**Поставленная задача**: Обнови отрывок статьи о Гэри Олдмане между словами «Жаркий летний день, обветшалый» и «под его подбородком.» включительно. Перепиши его целиком, заменив «Бруклине» на «Квинсе».

И я, зацопирайтив ее, вешаю сюда.
Переводчик - Alex

Интервью журналу WHO, 1.11.1993



ЧЕЛОВЕК-ХАМЕЛЕОН

Автор: Триш Дайч Рорер (Trish Deitch Rohrer)



Гэри Олдман имеет привычку растворяться в своих персонажах, и он так
глубоко погрузился в своего демонически учтивого Дракулу, что запугал
даже собратьев-актеров, игравших вместе с ним в фильме.







Жаркий летний день, обветшалый док в Бруклине, Нью-Йорк, люди устроили
вечеринку в вагончике-гримерке Гэри Олдмана. Уплетают его еду, слушают
его музыку и балагурят о нем за его спиной. А сам Олдман тем временем,
даже не подозревая обо всем этом веселье, в нескольких сотнях метров
оттуда лежит, скрученный струной от пианино, на переднем сиденье
машины, колотя своими длинными ногами в приборную панель; его ступня
играет танец агонии на гудке. Когда режиссер Питер Медак наконец
кричит: «Снято!» (а всё это безумие – часть его будущего фильма «Ромео
истекает кровью» о продажном полицейском, подкупленном мафией), Олдман
вываливается из машины, потирая глаза, ослепшие от глицерина,
имитировавшего пот, и держась за горло, на котором проступила глубокая
красная царапина, словно страшная ухмылка под его подбородком.

«Это может принести какой-нибудь непоправимый вред? – спрашивает Олдман
постановщицу голоса (она помогала ему превратить его лондонское
произношение в бруклинкское). – Как ты думаешь, мне это может серьезно
повредить?»

Олдман протирает глаза салфеткой, смоченной минеральной водой «Эвиан» и осторожно ощупывает пораненную шею.

**Выдержки из записей**:

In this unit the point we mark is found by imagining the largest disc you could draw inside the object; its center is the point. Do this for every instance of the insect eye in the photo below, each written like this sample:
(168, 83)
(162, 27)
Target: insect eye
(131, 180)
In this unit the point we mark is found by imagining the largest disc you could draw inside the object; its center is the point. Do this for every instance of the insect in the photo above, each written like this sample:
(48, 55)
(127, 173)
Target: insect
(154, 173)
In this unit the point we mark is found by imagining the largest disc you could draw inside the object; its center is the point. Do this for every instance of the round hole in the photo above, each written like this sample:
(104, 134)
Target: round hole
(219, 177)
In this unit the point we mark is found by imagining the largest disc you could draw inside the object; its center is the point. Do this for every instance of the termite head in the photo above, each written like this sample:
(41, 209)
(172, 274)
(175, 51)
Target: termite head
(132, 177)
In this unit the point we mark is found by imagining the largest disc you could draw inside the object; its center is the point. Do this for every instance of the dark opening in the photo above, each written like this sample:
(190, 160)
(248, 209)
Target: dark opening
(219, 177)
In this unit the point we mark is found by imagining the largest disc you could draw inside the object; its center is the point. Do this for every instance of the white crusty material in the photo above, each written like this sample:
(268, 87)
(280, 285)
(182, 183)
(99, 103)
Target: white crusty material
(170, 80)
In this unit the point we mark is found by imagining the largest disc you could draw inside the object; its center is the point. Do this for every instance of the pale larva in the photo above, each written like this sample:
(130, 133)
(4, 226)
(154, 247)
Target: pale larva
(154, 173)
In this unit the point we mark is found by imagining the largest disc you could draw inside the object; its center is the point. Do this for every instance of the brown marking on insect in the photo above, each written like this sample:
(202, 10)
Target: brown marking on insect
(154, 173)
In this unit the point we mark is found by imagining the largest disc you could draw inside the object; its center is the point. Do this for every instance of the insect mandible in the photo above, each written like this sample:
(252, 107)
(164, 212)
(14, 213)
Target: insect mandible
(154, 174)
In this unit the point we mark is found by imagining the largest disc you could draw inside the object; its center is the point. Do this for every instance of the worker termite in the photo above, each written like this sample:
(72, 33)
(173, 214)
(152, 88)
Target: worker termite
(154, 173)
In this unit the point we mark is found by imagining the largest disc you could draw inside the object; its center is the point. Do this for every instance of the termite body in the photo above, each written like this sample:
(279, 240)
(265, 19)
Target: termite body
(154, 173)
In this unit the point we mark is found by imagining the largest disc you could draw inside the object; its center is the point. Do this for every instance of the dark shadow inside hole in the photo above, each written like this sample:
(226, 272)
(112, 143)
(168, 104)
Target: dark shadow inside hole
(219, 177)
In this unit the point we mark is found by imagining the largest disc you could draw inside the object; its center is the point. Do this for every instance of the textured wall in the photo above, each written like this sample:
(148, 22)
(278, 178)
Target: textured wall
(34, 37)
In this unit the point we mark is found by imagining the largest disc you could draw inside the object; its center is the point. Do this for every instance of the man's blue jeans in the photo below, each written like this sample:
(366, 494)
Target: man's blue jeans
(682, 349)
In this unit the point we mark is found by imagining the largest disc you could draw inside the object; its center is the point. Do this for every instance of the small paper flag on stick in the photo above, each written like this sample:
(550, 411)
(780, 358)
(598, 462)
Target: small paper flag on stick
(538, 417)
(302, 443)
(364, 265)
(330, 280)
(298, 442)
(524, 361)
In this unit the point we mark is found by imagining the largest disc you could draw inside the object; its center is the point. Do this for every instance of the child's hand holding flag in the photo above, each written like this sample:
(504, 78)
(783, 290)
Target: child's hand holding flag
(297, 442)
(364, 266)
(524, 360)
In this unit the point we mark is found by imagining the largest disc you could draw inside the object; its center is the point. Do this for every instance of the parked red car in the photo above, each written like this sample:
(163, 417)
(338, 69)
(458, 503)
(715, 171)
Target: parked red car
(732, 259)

**Готовое решение**:
Жаркий летний день, обветшалый док в Квинсе, Нью-Йорк, люди устроили
вечеринку в вагончике-гримерке Гэри Олдмана. Уплетают его еду, слушают
его музыку и балагурят о нем за его спиной. А сам Олдман тем временем,
даже не подозревая обо всем этом веселье, в нескольких сотнях метров
оттуда лежит, скрученный струной от пианино, на переднем сиденье
машины, колотя своими длинными ногами в приборную панель; его ступня
играет танец агонии на гудке. Когда режиссер Питер Медак наконец
кричит: «Снято!» (а всё это безумие – часть его будущего фильма «Ромео
истекает кровью» о продажном полицейском, подкупленном мафией), Олдман
вываливается из машины, потирая глаза, ослепшие от глицерина,
имитировавшего пот, и держась за горло, на котором проступила глубокая
красная царапина, словно страшная ухмылка под его подбородком.